— PROBLEM STATEMENT —
Print the whole listing exactly.
+ + +
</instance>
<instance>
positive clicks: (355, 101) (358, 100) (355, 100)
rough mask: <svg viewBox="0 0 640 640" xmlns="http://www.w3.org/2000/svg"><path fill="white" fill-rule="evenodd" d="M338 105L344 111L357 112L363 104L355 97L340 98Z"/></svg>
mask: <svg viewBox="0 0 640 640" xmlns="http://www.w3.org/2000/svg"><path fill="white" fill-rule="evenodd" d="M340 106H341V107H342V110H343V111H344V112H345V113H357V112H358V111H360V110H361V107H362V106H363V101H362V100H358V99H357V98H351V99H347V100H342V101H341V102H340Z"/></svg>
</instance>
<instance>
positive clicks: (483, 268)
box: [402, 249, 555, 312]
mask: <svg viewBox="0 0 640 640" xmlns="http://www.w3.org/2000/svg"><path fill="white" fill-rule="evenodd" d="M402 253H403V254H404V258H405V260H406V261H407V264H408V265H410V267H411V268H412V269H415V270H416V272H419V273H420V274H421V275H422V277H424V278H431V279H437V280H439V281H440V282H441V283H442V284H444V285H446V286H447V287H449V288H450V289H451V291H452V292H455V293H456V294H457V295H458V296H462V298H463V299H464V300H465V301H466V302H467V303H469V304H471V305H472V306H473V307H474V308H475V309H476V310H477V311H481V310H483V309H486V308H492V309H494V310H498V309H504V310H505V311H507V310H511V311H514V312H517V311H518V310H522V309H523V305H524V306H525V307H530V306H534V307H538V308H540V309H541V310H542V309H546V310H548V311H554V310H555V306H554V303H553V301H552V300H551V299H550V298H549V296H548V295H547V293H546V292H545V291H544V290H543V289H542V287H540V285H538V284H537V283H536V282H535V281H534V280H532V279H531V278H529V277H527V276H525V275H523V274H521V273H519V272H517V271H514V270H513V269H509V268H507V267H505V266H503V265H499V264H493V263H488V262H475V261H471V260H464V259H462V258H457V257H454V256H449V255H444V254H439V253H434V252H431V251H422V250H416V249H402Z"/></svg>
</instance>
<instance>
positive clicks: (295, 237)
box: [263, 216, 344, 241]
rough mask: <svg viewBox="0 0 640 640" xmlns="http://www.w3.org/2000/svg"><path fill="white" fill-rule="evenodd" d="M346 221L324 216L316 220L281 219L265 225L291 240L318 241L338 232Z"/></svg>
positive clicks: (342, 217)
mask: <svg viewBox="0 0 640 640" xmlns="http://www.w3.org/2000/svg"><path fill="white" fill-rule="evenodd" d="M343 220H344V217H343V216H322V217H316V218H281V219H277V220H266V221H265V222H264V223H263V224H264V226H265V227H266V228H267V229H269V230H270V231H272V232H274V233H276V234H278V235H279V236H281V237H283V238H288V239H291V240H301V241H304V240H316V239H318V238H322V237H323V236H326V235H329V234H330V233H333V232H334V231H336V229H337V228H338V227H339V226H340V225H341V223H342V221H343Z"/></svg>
+ + +
— RESULT OF THIS EXERCISE —
</instance>
<instance>
positive clicks: (355, 101) (358, 100) (355, 100)
rough mask: <svg viewBox="0 0 640 640" xmlns="http://www.w3.org/2000/svg"><path fill="white" fill-rule="evenodd" d="M338 105L344 111L357 112L363 104L355 97L340 98Z"/></svg>
mask: <svg viewBox="0 0 640 640" xmlns="http://www.w3.org/2000/svg"><path fill="white" fill-rule="evenodd" d="M340 106H341V107H342V110H343V111H344V112H345V113H357V112H358V111H360V110H361V107H362V106H363V101H362V100H358V99H357V98H351V99H347V100H342V101H341V102H340Z"/></svg>
</instance>
<instance>
positive clicks: (483, 268)
box: [402, 249, 555, 312]
mask: <svg viewBox="0 0 640 640" xmlns="http://www.w3.org/2000/svg"><path fill="white" fill-rule="evenodd" d="M402 253H403V254H404V258H405V260H406V261H407V264H408V265H410V267H411V268H412V269H415V270H416V272H419V273H420V274H421V275H422V277H424V278H431V279H437V280H439V281H440V282H441V283H442V284H444V285H446V286H447V287H449V288H450V289H451V291H452V292H455V293H456V294H457V295H458V296H462V298H463V299H464V300H465V301H466V302H467V303H469V304H471V305H472V306H473V307H474V308H475V309H476V310H477V311H481V310H483V309H486V308H492V309H494V310H498V309H504V310H505V311H507V310H511V311H514V312H517V311H518V310H522V309H523V305H524V306H525V307H530V306H534V307H538V308H540V309H541V310H542V309H546V310H548V311H554V310H555V306H554V303H553V301H552V300H551V299H550V298H549V296H548V295H547V293H546V292H545V291H544V290H543V289H542V287H540V285H538V284H537V283H536V282H535V281H534V280H532V279H531V278H529V277H527V276H525V275H523V274H521V273H519V272H517V271H514V270H513V269H509V268H507V267H505V266H503V265H499V264H493V263H488V262H475V261H471V260H464V259H462V258H457V257H454V256H449V255H444V254H439V253H434V252H431V251H422V250H416V249H402Z"/></svg>
</instance>
<instance>
positive clicks: (295, 237)
box: [263, 216, 344, 241]
rough mask: <svg viewBox="0 0 640 640" xmlns="http://www.w3.org/2000/svg"><path fill="white" fill-rule="evenodd" d="M346 221L324 216L316 220L281 219L265 225L291 240L318 241L338 232Z"/></svg>
positive clicks: (342, 217)
mask: <svg viewBox="0 0 640 640" xmlns="http://www.w3.org/2000/svg"><path fill="white" fill-rule="evenodd" d="M343 220H344V217H343V216H322V217H316V218H281V219H277V220H266V221H265V222H264V223H263V224H264V226H265V227H266V228H267V229H269V230H270V231H272V232H274V233H276V234H278V235H279V236H281V237H283V238H288V239H291V240H301V241H304V240H316V239H318V238H322V237H323V236H326V235H329V234H330V233H333V232H334V231H336V229H337V228H338V227H339V226H340V225H341V223H342V221H343Z"/></svg>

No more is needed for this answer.